── Selected text

Themes in God's Grandeur

Natural theology

Hopkins' philosophy here is called natural theology: that is, the study of how a Creator might be seen through his Creation. In Hopkins' time, there were huge debates about whether the existence of God could be proved through evidence from nature. Darwin's theory of evolution, which seemed to stress chance and impersonal principles, greatly upset many who thought God could be proved in this way.

Hopkins' own position is reflected over a number of poems, and could be summarised as seeing Nature as God's book. (See Themes and significant ideas for a fuller account.)

  • Hopkins is more concerned with proofs or dialectics than with the sense of presence
  • God has not just made a Creation; he is present in it
  • The whole matter of inscape and instress is about the ability to get an intuition or insight of God in the beauty of his world.

The ugliness of modern life

Unfortunately, the more people spoil the beauty of Creation, the less likelihood there is in catching such insights. The cause of that destruction, Hopkins suggests, is because ‘men then now not reck his rod'. He asks it as a question, but it has the force of a statement:

  • reck means ‘take note of', just as ‘reckless' means taking no care or note.

────

§ Task details
Repeat the notes on God's Grandeur word for word, from "Hopkins' philosophy here" up to and including "in this way.". The lines that come next are taken from an unrelated source, not from the notes on God's Grandeur.

── Information

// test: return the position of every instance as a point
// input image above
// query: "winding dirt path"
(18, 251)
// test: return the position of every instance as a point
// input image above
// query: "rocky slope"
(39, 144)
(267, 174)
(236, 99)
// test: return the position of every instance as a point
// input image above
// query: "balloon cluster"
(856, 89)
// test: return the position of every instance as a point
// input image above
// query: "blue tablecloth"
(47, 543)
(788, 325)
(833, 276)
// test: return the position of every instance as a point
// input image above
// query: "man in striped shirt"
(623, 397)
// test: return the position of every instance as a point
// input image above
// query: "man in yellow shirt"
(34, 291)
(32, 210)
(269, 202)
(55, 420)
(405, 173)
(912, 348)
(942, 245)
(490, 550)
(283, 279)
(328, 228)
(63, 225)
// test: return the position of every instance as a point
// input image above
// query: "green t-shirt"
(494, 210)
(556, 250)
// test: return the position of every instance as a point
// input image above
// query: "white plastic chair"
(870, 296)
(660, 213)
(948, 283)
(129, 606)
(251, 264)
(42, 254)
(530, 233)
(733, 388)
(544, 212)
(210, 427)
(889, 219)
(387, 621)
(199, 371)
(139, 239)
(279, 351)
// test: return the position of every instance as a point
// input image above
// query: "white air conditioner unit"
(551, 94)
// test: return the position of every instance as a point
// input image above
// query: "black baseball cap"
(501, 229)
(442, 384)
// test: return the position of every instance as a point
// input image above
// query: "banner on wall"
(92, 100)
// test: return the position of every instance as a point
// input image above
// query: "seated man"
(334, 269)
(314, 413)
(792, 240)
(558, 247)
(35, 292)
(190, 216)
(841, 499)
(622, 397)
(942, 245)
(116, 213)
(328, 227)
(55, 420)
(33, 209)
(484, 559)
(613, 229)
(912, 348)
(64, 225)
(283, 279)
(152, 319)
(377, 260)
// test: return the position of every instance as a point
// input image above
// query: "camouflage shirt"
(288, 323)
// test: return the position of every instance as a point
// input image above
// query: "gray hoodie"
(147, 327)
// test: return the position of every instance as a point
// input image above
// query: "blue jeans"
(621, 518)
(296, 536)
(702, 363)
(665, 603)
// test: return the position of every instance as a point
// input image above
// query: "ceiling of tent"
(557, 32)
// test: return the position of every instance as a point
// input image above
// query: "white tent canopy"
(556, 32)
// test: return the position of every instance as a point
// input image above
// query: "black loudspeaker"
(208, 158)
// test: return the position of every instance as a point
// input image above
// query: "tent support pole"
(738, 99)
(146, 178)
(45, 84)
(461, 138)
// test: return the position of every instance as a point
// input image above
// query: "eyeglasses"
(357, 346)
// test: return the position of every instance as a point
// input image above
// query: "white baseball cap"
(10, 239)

────

§ Exercise solution
Hopkins' philosophy here is called natural theology: that is, the study of how a Creator might be seen through his Creation. In Hopkins' time, there were huge debates about whether the existence of God could be proved through evidence from nature. Darwin's theory of evolution, which seemed to stress chance and impersonal principles, greatly upset many who thought God could be proved in this way.